TEXT TO READ:
_____
When you finally walk away, you do it knowing the truth. They were never going to change. They were never the person they pretended to be. You were never the problem.

Awareness is the first crack of light. Honestly, it's everything. Without awareness you can't heal at all.

But I'm not going to lie to you and say healing makes you brand new. It doesn't. You can heal and still have scars. You can build a beautiful life and still flinch when someone uses a certain tone of voice.

You can be genuinely happy and still have nights where you lie in bed and the memories come crawling back.

That's not failure. That's just being someone who lived through something.

Learning to love yourself when you've never been taught how

Have you ever watched someone who just, I don't know, likes themselves easily? They walk into rooms like they belong there. They don't apologize for taking up space. They don't second guess every text they send.

And you stand there thinking, "How? How is that so simple for them?"

It's not that they're better. It's that they were given different starting materials. They had people who showed them their worth from day one. You had someone who chipped away at yours from day one.

So now you have to do the work they never had to do. You have to teach yourself something most people learned by osmosis. And it feels clunky. It feels like trying to write with your wrong hand. Some days you'll do it brilliantly.

Other days you'll fall back into the old loops.

That's normal. That's the work.

The radar you didn't ask for, but now own

Here's the silver lining, and I do think there is one.

You now have a narcissist radar built into your bones. You can smell them. You can spot the love bombing, the sudden interest, the slightly too quick intimacy, the way they talk about their ex. You know the patter. You know the rhythm.

That radar will protect you for the rest of your life. It's not a small thing. It's huge. It means the next time someone tries to pull you in with charm and promises, you'll feel a little click in your gut and know to step back.

You earned that the hard way. Use it. Trust it. And surround yourself with people who never set it off, the loyal ones, the honest ones, the ones who don't need anything from you except your company.

That's a different kind of normal. And it's the one you actually deserve.
_____
SET EXERCISE 1:
Answer these questions about the passage on healing:
(a) What does the passage call the first crack of light?
(b) What does the passage say learning to love yourself feels like trying to do?
(c) What does the passage say you'll feel in your gut when someone tries to pull you in with charm and promises?
SET EXERCISE 2:
Retype the passage on healing starting with "The radar you" and going on through "you actually deserve.".

DATA EXTRACT:
_____
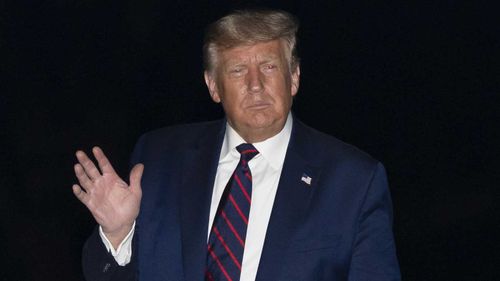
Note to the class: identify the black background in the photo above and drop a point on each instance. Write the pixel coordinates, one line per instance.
_____
FINAL RESULT 1:
(a) Awareness.
(b) Write with your wrong hand.
(c) A little click.

FINAL RESULT 2:
The radar you didn't ask for, but now own

Here's the silver lining, and I do think there is one.

You now have a narcissist radar built into your bones. You can smell them. You can spot the love bombing, the sudden interest, the slightly too quick intimacy, the way they talk about their ex. You know the patter. You know the rhythm.

That radar will protect you for the rest of your life. It's not a small thing. It's huge. It means the next time someone tries to pull you in with charm and promises, you'll feel a little click in your gut and know to step back.

You earned that the hard way. Use it. Trust it. And surround yourself with people who never set it off, the loyal ones, the honest ones, the ones who don't need anything from you except your company.

That's a different kind of normal. And it's the one you actually deserve.